Requirement
Take the line containing "Verify that every instance of the reindeer in" and every line after it in the data below, and print them exactly as given, with nothing else.

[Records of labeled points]
>>>>

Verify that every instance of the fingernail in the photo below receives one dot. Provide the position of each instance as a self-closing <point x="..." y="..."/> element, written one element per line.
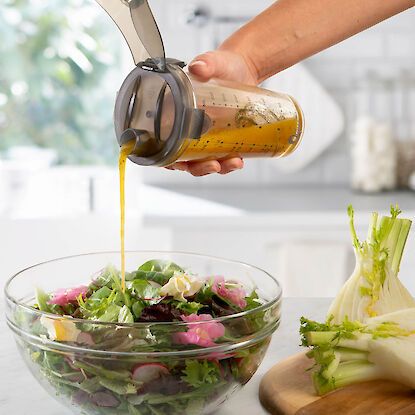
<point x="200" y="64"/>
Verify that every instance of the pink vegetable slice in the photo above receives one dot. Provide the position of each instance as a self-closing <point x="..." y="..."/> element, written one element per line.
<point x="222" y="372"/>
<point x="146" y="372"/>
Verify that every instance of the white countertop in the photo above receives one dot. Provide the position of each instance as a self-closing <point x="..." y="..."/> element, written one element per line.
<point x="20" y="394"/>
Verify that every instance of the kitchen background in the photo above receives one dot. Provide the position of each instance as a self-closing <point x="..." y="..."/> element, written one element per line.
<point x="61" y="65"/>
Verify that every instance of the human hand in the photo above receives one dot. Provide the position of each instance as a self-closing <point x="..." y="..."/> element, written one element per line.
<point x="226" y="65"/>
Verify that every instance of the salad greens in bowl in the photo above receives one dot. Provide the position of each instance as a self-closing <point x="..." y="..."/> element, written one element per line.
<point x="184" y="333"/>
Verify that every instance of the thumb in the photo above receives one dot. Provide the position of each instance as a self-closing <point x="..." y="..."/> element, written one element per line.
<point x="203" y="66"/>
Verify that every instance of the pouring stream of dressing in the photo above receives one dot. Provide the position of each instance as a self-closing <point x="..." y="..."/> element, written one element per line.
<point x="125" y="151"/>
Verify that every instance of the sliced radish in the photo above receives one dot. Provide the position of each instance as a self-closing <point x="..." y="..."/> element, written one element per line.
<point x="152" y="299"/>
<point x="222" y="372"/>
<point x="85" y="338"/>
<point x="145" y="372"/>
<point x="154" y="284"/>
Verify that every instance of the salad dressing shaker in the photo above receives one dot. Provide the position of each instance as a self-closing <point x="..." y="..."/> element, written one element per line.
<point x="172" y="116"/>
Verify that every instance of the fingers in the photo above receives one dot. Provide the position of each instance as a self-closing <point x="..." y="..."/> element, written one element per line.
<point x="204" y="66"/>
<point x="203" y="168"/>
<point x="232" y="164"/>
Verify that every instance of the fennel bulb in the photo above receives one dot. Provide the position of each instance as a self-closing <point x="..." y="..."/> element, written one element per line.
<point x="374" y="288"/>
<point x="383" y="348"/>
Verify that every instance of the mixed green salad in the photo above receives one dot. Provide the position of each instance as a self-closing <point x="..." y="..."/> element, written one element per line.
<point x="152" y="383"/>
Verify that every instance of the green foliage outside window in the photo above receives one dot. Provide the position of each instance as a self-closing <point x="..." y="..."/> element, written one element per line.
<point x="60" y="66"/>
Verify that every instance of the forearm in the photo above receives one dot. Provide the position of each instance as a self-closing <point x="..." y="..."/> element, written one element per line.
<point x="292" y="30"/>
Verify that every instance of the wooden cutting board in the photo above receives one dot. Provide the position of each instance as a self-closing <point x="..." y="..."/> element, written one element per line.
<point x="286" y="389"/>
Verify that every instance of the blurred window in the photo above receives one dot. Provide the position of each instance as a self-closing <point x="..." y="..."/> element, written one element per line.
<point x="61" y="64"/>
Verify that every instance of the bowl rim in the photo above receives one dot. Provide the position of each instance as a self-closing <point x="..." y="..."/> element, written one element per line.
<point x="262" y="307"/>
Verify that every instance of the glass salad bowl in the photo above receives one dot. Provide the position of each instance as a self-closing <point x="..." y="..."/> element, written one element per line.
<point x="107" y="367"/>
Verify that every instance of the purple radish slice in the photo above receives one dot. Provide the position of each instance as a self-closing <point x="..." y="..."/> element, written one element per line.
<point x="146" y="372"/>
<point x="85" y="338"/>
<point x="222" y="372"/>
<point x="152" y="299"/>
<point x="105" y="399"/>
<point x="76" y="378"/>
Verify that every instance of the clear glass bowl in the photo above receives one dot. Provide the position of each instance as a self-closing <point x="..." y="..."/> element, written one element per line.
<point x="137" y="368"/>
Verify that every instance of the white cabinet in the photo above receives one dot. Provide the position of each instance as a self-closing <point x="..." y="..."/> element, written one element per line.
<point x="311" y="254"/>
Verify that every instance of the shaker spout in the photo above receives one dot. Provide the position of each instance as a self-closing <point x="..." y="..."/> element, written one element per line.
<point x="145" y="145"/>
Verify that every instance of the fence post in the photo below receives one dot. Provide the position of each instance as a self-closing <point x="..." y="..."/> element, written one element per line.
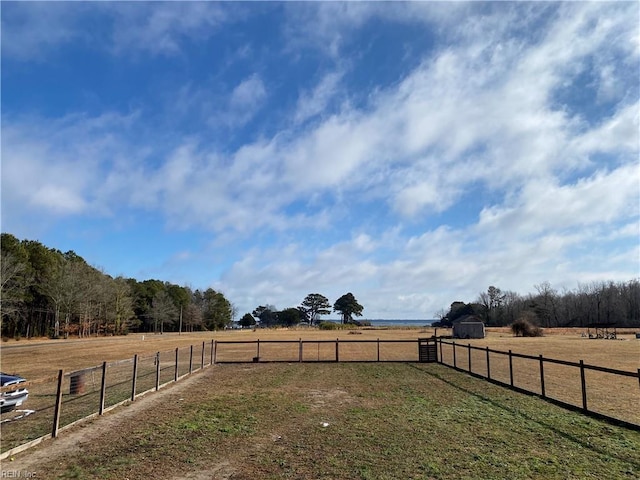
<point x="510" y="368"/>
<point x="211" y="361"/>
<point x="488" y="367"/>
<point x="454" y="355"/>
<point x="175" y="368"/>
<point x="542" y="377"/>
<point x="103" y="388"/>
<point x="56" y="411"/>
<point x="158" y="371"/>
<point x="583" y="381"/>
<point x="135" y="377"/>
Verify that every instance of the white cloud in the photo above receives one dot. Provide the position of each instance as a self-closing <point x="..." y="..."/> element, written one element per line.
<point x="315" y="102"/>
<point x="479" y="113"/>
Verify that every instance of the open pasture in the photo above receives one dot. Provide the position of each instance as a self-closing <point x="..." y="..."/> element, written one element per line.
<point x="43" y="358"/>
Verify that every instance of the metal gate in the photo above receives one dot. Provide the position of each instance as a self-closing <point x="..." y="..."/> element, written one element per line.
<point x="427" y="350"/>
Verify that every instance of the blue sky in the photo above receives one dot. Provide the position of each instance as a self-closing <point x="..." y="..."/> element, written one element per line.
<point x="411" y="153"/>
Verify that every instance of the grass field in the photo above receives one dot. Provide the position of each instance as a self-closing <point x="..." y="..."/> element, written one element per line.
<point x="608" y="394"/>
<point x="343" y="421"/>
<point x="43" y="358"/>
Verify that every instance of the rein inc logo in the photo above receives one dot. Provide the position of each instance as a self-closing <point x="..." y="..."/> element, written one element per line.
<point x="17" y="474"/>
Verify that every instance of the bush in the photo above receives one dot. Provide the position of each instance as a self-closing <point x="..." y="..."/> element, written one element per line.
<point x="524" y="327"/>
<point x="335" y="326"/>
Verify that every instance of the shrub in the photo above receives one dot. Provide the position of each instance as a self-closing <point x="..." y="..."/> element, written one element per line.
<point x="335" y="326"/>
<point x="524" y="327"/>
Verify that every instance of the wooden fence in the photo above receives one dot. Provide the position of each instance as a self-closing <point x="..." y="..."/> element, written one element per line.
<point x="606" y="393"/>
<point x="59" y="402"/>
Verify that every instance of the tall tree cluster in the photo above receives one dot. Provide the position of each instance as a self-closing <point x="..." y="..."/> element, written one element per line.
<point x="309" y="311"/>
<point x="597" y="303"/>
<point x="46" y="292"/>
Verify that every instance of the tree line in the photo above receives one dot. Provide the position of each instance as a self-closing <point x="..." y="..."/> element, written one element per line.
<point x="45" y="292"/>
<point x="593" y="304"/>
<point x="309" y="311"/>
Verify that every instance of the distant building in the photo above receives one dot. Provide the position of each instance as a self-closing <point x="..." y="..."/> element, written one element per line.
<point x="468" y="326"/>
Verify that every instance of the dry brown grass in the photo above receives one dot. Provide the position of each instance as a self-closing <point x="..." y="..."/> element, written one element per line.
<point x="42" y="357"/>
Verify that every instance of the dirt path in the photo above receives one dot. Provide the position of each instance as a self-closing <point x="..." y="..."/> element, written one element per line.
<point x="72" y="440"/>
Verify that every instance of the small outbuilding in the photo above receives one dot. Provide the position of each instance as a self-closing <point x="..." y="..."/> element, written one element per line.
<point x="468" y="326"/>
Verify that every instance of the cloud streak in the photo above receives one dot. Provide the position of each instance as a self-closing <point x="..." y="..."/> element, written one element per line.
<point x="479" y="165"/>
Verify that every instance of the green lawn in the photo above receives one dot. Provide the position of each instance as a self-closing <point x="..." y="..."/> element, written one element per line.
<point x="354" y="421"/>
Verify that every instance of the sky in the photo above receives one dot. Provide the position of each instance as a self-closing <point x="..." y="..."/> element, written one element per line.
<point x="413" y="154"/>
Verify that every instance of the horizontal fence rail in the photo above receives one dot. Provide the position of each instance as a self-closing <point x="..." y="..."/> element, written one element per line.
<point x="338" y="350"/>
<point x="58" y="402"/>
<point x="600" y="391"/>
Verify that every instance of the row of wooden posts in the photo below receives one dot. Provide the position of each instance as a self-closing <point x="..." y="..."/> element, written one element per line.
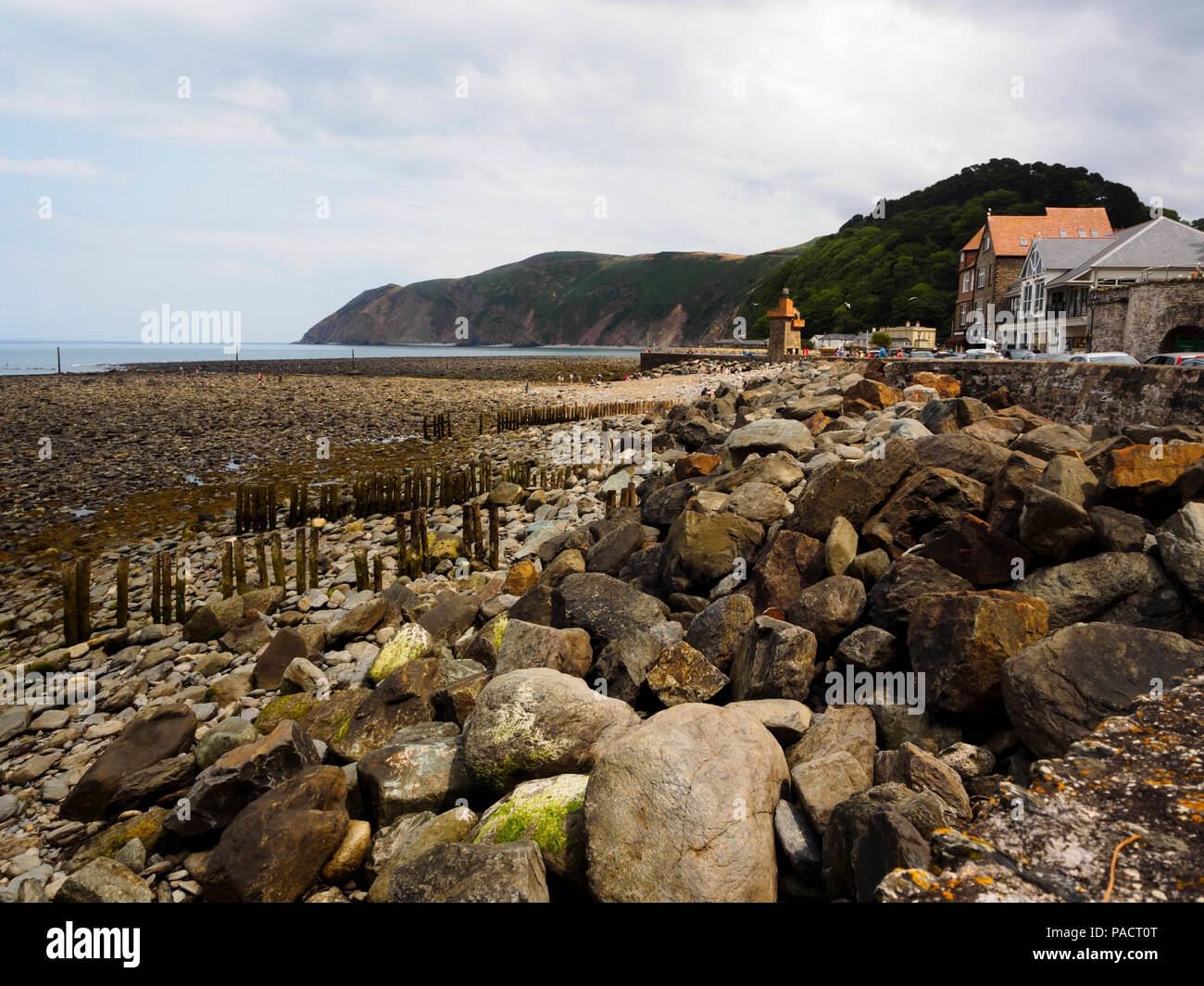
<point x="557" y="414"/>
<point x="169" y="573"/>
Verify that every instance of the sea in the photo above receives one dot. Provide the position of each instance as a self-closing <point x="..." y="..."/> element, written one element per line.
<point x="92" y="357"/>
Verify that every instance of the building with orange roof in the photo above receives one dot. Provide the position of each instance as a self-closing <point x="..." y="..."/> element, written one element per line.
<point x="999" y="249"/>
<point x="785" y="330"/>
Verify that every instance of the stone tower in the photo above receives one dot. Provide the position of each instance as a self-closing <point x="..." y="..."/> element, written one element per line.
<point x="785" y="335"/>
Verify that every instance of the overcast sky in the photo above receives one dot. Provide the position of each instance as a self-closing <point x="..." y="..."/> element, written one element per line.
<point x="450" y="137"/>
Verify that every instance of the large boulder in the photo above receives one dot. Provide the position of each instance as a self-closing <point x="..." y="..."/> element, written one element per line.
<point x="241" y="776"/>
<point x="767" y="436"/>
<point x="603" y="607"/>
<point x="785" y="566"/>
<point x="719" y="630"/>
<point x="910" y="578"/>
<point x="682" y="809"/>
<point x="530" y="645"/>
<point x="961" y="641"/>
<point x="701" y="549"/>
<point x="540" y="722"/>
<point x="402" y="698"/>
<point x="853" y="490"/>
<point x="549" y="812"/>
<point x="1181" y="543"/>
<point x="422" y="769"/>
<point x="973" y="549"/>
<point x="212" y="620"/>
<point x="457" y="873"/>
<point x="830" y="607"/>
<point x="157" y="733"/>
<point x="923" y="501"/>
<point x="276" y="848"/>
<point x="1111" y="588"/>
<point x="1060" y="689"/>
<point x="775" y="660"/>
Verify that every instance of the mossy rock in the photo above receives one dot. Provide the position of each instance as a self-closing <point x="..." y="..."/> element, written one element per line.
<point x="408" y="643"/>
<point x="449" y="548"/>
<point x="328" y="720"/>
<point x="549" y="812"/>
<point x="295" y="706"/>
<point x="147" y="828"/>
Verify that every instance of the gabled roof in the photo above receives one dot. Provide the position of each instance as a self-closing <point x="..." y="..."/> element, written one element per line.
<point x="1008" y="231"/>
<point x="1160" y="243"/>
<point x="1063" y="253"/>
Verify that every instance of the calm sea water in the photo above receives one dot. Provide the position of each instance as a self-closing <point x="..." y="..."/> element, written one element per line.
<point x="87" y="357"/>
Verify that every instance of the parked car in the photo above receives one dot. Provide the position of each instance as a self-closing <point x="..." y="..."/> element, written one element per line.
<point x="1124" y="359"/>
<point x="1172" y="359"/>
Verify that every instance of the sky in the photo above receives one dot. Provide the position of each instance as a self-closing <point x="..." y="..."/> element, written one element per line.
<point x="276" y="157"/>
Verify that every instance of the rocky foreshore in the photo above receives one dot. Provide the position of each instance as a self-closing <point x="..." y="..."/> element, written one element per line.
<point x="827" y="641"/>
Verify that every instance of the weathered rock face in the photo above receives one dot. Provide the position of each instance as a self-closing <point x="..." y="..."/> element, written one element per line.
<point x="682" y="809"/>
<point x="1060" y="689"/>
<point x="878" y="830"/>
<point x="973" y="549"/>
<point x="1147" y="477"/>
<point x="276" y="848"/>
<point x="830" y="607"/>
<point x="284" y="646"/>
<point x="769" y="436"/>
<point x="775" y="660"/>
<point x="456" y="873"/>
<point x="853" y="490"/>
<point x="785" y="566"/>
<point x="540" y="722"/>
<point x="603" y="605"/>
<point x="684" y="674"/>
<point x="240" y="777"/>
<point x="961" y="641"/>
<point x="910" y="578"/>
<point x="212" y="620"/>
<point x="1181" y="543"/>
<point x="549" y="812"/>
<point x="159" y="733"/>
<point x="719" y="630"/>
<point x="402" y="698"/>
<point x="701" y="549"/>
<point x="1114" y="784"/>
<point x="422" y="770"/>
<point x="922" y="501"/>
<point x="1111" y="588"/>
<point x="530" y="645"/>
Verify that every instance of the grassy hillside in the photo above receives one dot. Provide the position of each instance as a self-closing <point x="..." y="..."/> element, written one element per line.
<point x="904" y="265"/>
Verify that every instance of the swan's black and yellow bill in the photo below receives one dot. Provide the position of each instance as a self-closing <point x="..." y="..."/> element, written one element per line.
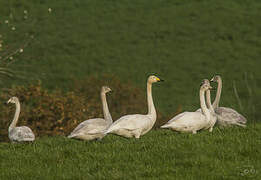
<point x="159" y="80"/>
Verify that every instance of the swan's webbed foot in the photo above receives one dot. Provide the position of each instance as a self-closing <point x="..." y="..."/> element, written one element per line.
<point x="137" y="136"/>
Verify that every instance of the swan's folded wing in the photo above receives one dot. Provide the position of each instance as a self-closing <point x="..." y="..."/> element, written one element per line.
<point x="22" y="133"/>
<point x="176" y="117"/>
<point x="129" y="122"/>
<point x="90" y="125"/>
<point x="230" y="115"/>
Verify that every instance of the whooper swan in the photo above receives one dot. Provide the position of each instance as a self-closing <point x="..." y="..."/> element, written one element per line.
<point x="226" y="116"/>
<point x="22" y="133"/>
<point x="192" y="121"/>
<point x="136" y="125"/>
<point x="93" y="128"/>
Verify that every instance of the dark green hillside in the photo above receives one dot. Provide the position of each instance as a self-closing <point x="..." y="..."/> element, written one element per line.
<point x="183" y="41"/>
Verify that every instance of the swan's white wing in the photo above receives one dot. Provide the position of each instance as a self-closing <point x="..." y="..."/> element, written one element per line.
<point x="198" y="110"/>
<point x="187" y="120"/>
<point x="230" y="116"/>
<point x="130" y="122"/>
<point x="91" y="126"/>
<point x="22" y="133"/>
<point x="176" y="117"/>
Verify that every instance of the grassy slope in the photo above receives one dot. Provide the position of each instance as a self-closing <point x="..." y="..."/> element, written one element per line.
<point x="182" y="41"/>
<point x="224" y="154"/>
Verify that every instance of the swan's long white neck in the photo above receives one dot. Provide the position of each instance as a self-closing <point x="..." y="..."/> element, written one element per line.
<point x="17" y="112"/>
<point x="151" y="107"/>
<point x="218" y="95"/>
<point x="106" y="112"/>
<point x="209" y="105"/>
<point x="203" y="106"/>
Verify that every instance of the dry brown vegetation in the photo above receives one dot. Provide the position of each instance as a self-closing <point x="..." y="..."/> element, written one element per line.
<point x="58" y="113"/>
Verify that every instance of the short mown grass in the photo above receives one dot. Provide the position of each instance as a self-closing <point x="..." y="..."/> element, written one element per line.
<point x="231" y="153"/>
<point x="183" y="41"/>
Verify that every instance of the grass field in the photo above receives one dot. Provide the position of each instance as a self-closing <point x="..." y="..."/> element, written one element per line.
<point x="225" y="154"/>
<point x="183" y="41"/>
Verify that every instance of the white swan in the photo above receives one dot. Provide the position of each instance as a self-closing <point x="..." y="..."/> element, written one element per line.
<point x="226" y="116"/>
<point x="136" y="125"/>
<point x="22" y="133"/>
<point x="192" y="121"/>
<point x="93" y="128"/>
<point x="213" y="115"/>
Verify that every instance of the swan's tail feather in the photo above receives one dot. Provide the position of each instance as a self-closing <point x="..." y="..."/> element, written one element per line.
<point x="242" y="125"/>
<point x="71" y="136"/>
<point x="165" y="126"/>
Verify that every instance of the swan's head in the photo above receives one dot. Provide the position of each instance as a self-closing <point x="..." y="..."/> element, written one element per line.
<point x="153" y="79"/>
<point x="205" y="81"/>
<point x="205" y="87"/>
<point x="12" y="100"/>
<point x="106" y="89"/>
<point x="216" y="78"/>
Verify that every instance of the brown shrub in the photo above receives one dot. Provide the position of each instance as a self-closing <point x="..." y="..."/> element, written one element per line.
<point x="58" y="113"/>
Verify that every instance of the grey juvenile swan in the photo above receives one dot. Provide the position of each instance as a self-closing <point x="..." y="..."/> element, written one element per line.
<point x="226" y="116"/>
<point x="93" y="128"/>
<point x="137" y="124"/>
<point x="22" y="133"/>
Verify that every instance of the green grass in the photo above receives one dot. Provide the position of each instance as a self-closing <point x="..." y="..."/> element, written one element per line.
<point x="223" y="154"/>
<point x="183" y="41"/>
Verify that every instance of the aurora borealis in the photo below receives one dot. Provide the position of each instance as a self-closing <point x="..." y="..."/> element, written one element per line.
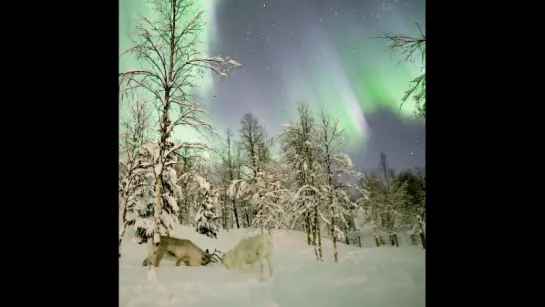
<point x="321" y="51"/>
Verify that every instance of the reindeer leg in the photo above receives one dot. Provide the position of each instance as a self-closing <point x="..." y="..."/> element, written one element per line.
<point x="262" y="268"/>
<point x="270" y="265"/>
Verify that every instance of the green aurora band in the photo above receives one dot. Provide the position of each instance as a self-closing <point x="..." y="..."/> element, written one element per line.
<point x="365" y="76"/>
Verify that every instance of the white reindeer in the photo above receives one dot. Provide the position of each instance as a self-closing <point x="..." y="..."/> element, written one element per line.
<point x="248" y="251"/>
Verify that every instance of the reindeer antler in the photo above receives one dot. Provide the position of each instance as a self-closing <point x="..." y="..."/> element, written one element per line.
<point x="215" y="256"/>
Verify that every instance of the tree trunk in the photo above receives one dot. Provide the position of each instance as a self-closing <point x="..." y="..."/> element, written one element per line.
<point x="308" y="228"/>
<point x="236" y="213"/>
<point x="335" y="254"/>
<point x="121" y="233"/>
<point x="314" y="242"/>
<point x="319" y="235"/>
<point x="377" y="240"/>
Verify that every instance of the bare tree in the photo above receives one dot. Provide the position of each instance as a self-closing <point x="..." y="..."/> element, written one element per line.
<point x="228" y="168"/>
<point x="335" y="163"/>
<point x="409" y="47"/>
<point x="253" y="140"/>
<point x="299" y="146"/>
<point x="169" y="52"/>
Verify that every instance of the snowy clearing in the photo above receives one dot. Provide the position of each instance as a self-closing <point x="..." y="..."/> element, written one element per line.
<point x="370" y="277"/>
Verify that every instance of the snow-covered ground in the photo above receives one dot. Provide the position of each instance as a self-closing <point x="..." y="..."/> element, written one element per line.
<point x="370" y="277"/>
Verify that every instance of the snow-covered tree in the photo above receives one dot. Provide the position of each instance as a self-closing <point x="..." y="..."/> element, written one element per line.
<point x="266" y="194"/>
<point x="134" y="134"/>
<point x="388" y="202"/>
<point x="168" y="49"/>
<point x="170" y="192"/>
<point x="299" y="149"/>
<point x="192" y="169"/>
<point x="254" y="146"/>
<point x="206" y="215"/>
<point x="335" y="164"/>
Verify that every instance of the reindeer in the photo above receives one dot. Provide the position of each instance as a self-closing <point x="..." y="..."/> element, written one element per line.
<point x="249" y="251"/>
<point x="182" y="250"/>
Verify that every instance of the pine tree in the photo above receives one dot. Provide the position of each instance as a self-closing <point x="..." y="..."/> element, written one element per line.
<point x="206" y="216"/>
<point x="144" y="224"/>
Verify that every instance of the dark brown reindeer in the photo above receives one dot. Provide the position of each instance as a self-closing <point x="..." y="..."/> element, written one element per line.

<<<<

Task result
Verify that every instance of the reindeer in the photo above receives one dot. Provide the position of each instance as a self-closing <point x="..." y="..."/> element, written one element per line.
<point x="249" y="251"/>
<point x="182" y="250"/>
Verify that every instance of the pine tree in the photo above receives one dot. Provide the position of each instance as a self-closing <point x="..." y="..."/> element, written one element per line.
<point x="206" y="216"/>
<point x="144" y="224"/>
Verify that every instance of the dark brown reindeer in the photo above receives one dot. Provide the position of each instance as a self-closing <point x="..." y="..."/> element, written one element per line.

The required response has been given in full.